TASK A:
In the article on Suriname's view of marijuana cultivation, change "commission" to "task force" in the passage starting with "Paramaribo, Suriname —" and going on through "for medicinal purposes.".
TASK B:
According to the article on Suriname's view of marijuana cultivation, on what dates did the Caribbean Week of Agriculture take place in Paramaribo?

EXCERPT TO READ:
· · · · · · ·

Paramaribo, Suriname — The Caribbean Community (CARICOM) nation of Suriname says the focus of agriculture in the 15-member body at this time should be food security rather than marijuana cultivation.
CARICOM has set up a commission to examine the decriminalization of marijuana for medicinal purposes.
However, marijuana cultivation was not discussed at last week’s Council for Trade and Economic Development (COTED) meeting, which formed part of the Caribbean Week (CWA) of Agriculture, which took place in Paramaribo from October 6 to 12.
Paramaribo’s minister of agriculture, Soeresh Algoe, outlined his position on the marijuana debate as he responded to a question during the closing press conference of CWA on Friday.
“As minister of agriculture, animal husbandry and fisheries of Suriname, at this moment, we know we have to give the people of our region food security. We know that we have problems with fertile soil. We know that our food import bill is too high. So when we talk about marijuana, personally, for Suriname, I [do] not agree at this moment to [say] let our farmers start producing marijuana. What we are stimulating is produce food for our people,” he said.
Jamaica’s minister of agriculture, Derrick Kellier, who is chair of COTED, told reporters during the same press conference that marijuana agriculture was not on the agenda of the meeting.
“That was not on the agenda and we did not discuss that matter,” Kellier said.
“It may be discussed in our individual territories at different levels, but at a grouping we did not discuss that particular issue,” he said.
And, deputy secretary general of CARICOM, Dr Manorma Soeknandan, noted at the press conference that CARICOM has established a regional working group on the marijuana question, but added that it was not on the agenda of last week’s COTED talks.

· · · · · · ·

EXTRACTED RECORDS:
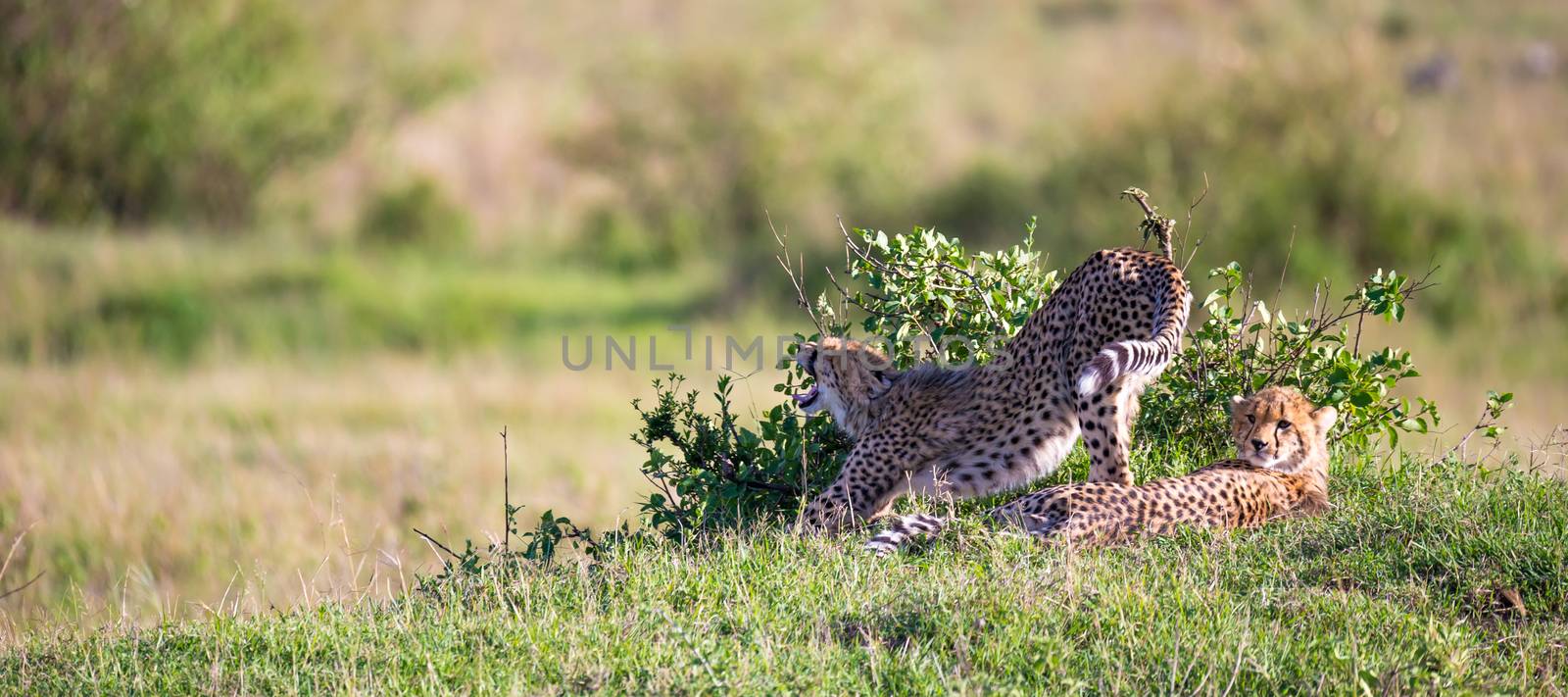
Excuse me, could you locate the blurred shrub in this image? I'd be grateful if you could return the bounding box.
[554,45,911,266]
[0,0,350,223]
[359,177,473,248]
[920,73,1558,322]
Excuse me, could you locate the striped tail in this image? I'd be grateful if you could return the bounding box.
[1077,287,1192,396]
[865,514,947,557]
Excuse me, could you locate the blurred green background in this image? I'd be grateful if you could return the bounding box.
[0,0,1568,626]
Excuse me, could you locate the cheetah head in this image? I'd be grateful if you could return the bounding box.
[1231,388,1339,473]
[795,336,896,436]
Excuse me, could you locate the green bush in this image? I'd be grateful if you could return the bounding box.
[359,177,473,248]
[0,0,351,223]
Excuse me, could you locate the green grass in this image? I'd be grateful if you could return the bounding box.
[0,448,1568,694]
[0,226,724,365]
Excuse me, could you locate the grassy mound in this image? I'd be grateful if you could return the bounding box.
[0,448,1568,694]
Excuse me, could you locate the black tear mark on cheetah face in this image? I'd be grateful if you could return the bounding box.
[794,336,897,423]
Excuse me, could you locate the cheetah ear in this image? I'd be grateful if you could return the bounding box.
[1312,407,1339,433]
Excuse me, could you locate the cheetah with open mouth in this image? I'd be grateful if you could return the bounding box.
[795,248,1192,532]
[865,388,1339,556]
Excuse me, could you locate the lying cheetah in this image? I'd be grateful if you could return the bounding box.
[865,388,1339,556]
[795,248,1192,530]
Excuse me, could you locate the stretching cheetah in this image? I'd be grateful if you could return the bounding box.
[795,248,1192,530]
[865,388,1339,556]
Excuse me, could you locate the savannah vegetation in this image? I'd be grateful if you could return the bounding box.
[0,0,1568,694]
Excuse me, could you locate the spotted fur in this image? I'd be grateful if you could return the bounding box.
[795,248,1192,530]
[865,388,1339,556]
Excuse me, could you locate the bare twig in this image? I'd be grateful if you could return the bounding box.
[1121,187,1176,259]
[411,527,463,559]
[500,423,512,554]
[1181,173,1209,274]
[0,572,44,600]
[762,211,842,336]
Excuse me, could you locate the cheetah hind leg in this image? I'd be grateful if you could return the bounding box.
[1079,375,1148,485]
[865,514,949,557]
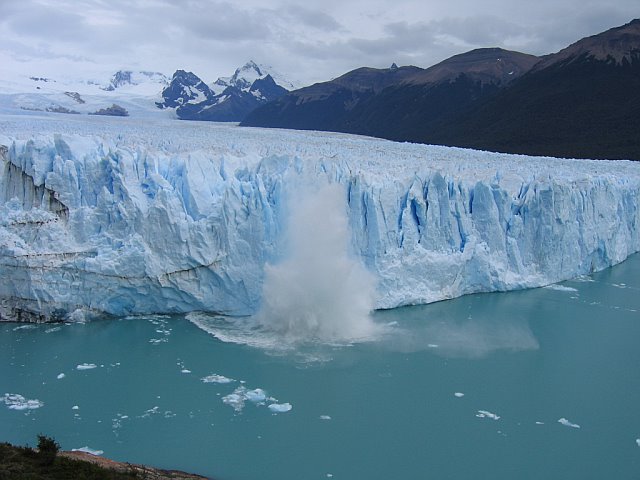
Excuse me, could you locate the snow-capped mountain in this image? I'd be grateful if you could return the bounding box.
[0,70,169,116]
[157,61,294,122]
[0,115,640,320]
[103,70,169,94]
[210,60,300,94]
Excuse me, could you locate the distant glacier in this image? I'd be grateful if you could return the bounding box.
[0,115,640,321]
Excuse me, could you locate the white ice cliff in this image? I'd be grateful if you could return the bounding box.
[0,116,640,320]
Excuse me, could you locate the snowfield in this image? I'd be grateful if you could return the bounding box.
[0,114,640,320]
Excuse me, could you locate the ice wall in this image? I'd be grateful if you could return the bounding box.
[0,120,640,321]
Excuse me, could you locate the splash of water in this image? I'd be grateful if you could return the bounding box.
[258,185,377,342]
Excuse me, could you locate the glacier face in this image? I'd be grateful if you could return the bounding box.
[0,116,640,320]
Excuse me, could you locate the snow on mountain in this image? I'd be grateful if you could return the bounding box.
[209,60,300,95]
[156,61,289,122]
[103,70,169,95]
[0,70,168,117]
[0,115,640,319]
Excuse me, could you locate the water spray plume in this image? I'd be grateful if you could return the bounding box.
[259,185,376,341]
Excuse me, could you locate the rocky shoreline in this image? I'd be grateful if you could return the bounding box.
[58,451,211,480]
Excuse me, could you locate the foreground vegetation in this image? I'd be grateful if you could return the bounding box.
[0,435,204,480]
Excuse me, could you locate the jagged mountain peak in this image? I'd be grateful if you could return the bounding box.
[210,60,298,94]
[103,70,169,92]
[156,61,287,122]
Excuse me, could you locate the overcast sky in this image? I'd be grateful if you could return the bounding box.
[0,0,640,84]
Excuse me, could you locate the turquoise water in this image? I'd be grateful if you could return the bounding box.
[0,255,640,480]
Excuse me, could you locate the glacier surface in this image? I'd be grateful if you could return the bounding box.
[0,114,640,321]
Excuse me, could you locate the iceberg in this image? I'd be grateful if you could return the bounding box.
[0,115,640,321]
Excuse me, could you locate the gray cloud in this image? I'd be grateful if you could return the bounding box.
[0,0,638,82]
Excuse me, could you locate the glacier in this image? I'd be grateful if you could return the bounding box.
[0,114,640,321]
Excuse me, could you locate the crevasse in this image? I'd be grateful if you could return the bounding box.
[0,119,640,321]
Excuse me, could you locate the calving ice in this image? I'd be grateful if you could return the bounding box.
[0,117,640,330]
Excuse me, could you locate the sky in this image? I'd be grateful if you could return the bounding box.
[0,0,640,85]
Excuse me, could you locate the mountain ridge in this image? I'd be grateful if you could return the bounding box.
[241,19,640,160]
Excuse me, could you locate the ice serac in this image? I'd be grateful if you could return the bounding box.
[0,119,640,321]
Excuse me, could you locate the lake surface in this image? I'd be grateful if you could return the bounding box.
[0,254,640,480]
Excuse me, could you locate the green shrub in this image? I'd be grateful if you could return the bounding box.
[38,435,60,466]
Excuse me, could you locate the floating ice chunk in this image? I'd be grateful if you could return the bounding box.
[201,373,235,383]
[71,447,104,456]
[269,403,293,413]
[558,417,580,428]
[476,410,500,420]
[13,325,36,332]
[244,388,267,403]
[0,393,44,410]
[544,283,578,292]
[222,387,246,412]
[76,363,98,370]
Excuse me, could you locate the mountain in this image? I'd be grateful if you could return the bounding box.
[424,20,640,160]
[156,61,292,122]
[0,115,640,318]
[0,69,169,117]
[242,20,640,159]
[242,65,421,133]
[103,70,169,92]
[242,48,538,140]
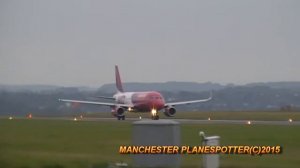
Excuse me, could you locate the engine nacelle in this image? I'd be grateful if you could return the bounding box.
[112,107,125,117]
[164,107,176,117]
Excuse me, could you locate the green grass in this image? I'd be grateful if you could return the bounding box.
[0,115,300,168]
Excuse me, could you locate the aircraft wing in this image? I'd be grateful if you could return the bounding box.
[58,99,132,108]
[165,94,212,107]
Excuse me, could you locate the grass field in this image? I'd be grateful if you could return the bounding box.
[0,111,300,168]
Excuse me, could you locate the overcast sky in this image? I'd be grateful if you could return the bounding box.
[0,0,300,87]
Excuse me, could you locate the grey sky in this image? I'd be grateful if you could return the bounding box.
[0,0,300,86]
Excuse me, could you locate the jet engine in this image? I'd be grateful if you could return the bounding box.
[112,107,125,117]
[164,107,176,117]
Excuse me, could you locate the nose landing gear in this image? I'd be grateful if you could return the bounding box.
[151,109,159,120]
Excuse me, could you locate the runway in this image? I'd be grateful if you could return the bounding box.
[68,118,300,125]
[0,117,300,126]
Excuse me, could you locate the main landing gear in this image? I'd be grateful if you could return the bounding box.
[117,115,125,120]
[151,109,159,120]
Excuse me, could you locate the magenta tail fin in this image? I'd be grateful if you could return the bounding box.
[115,65,124,92]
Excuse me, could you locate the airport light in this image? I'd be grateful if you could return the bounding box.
[151,108,157,116]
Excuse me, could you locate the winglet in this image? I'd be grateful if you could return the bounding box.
[115,65,124,92]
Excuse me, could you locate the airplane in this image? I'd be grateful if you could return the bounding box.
[59,65,212,120]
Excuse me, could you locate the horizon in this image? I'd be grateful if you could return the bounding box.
[0,0,300,87]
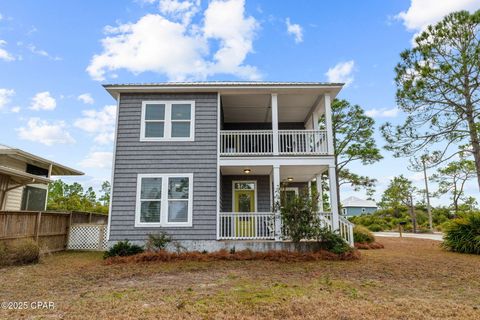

· · · · · · ·

RESPONSE BOX A:
Paramaribo, Suriname — The Caribbean Community (CARICOM) nation of Suriname says the focus of agriculture in the 15-member body at this time should be food security rather than marijuana cultivation.
CARICOM has set up a task force to examine the decriminalization of marijuana for medicinal purposes.

RESPONSE BOX B:
It took place from October 6 to 12.